• _Text shown_:

Did your credit card get declined when you tried to use it?
Are you wondering if the reason for your blocked transaction was because you’re out of funds or for location restrictions? Or something else?
With this list of credit card declined codes, you can determine the source of the problem.
In this article, we’ll help you figure out exactly what’s going on with your (or your customer’s) credit card and why the transaction didn’t go through. We’ll cover all standard — and less common — credit card declined codes in detail, including what they mean and what you should do about each one.
Check Out Our Video Guide With a Complete List of Credit Card Declined Codes Explained
What Is a Credit Card Decline Code?
A credit card decline code is the code that appears on a credit card processor when a transaction, or payment, has been declined.
If you’re in a store and can’t get your credit card to work, you and the vendor will get an error that can direct you to what went wrong.
You can also get error codes when trying to make online purchases.
This can happen whenever a transaction is stopped by the vendor, bank, or card issuer.
When you have this issue, you’ll get a short error message of one to three numbers (or letters, in some cases).
This error message is what’s known as a credit decline code. The code can explain what the actual issue is… as long as you know what it means.
First, we’ll cover some of the most common reasons a card is declined — and the relevant codes associated with them — before doing a deep dive into all potential credit card decline codes.
Most Common Reasons a Card Is Declined
First off, let’s start by covering a few common reasons that a transaction might be declined.
The problem can be something as simple as the payment processor struggling with your card, insufficient funds, or an electronic issue connecting with your bank or credit card company.
Some of the most common card decline reasons include:
- Credit card verification error (Code CV): There could be an issue with your card’s microchip or magnetic strip, making it impossible to use for transactions.
- Insufficient funds (Code 51): You don’t have enough money in the accounts associated with your card (both credit and debit cards).

• _Task data_:
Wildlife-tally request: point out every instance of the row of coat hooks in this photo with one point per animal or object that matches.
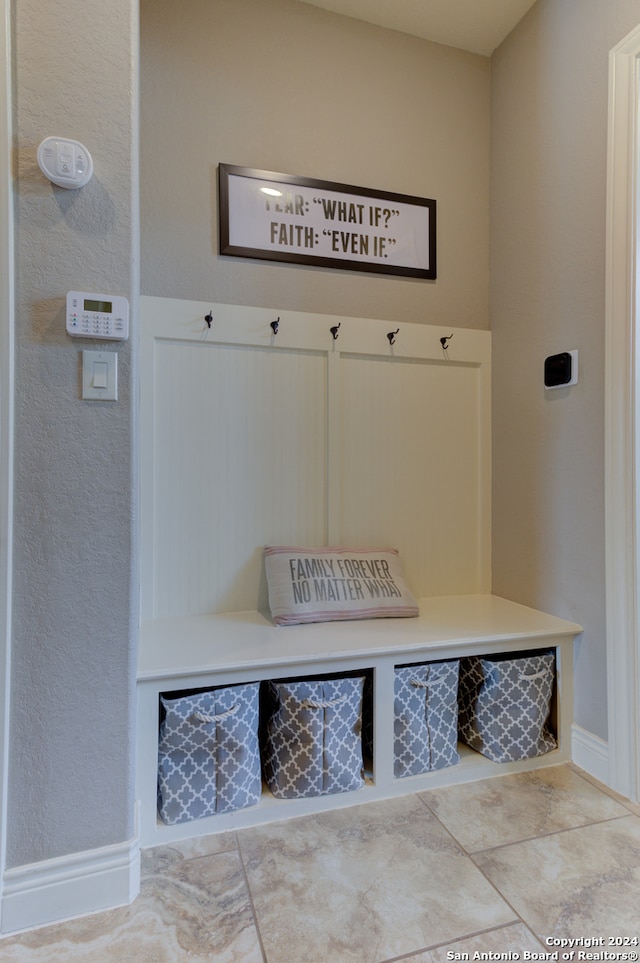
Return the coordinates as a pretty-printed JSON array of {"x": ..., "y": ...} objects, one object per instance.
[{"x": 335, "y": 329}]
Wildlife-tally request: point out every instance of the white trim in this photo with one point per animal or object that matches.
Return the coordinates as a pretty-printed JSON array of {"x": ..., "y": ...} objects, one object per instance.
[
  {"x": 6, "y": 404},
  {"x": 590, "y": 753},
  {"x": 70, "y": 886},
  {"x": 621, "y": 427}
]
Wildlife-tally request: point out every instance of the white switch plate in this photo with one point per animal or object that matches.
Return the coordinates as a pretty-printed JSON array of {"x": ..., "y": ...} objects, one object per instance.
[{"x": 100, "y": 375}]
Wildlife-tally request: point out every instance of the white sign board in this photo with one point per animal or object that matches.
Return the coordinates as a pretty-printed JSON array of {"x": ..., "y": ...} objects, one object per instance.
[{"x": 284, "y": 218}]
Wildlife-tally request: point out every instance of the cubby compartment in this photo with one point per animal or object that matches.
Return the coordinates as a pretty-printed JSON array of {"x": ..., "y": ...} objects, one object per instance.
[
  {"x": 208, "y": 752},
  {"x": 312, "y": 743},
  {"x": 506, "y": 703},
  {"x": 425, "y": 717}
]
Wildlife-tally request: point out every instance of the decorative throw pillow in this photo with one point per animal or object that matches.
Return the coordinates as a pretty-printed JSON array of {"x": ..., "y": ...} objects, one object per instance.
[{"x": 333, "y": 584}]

---

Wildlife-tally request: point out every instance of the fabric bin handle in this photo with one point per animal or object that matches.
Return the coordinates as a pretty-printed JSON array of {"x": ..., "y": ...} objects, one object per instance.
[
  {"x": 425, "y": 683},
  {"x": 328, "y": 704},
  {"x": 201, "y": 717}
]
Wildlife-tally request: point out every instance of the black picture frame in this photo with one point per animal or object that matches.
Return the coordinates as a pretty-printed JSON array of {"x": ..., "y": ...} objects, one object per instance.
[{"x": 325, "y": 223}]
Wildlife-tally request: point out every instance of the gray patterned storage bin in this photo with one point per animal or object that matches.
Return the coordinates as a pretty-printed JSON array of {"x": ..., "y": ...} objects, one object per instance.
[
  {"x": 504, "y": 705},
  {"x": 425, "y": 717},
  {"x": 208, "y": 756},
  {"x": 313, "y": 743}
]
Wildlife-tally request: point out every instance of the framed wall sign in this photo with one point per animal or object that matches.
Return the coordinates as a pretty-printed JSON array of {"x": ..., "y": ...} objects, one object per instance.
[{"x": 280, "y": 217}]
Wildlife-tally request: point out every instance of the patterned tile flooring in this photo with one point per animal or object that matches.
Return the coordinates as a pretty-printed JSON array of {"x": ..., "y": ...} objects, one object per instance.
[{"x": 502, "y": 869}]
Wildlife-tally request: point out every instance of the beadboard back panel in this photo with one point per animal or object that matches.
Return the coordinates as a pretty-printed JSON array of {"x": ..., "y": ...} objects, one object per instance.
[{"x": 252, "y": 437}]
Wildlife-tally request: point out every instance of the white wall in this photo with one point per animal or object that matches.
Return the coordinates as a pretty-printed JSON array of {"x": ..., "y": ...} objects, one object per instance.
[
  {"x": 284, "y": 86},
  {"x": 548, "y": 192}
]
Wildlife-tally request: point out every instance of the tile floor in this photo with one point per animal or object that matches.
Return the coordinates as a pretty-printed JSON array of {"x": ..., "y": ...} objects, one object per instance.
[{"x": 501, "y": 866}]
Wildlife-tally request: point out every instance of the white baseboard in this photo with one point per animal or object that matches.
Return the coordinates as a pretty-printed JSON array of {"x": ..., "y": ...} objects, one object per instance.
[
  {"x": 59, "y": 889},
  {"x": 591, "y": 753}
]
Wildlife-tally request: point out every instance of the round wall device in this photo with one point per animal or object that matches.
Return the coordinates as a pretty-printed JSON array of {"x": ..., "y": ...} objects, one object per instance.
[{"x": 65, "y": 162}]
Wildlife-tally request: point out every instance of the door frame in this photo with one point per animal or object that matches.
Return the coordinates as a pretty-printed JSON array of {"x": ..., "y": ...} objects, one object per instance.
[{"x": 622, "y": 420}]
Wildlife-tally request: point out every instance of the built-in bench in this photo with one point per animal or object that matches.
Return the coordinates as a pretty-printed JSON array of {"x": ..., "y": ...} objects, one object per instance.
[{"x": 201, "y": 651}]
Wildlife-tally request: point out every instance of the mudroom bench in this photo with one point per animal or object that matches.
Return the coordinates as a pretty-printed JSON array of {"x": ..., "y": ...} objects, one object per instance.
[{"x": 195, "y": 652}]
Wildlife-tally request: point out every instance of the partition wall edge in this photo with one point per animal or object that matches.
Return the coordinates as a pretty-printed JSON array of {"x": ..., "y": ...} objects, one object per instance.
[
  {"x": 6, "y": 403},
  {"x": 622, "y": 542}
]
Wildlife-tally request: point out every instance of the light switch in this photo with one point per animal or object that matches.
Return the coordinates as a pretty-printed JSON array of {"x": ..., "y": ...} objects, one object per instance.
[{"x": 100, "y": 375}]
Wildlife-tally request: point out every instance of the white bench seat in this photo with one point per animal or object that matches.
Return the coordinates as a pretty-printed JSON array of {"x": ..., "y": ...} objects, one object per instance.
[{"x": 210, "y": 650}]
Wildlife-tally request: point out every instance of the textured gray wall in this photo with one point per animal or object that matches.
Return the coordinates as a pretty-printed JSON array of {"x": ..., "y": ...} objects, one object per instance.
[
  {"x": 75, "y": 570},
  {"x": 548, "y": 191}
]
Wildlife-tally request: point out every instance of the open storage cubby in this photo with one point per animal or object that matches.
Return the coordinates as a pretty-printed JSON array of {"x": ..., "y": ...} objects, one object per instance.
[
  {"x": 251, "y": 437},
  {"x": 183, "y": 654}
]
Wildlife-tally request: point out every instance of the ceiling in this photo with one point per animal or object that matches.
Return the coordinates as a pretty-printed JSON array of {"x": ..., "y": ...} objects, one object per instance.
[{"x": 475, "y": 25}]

• _Tasks_:
a: In the text on credit card decline codes, which code indicates insufficient funds?
b: Please list every line of the entries that contains the word "gray".

• _Set of answers_:
a: Code 51.

b:
Wildlife-tally request: point out every instance of the gray patterned storage bin in this photo with one point per animal or object that matches.
Wildlife-tally request: point out every instance of the textured gray wall in this photo with one point per animal or object that matches.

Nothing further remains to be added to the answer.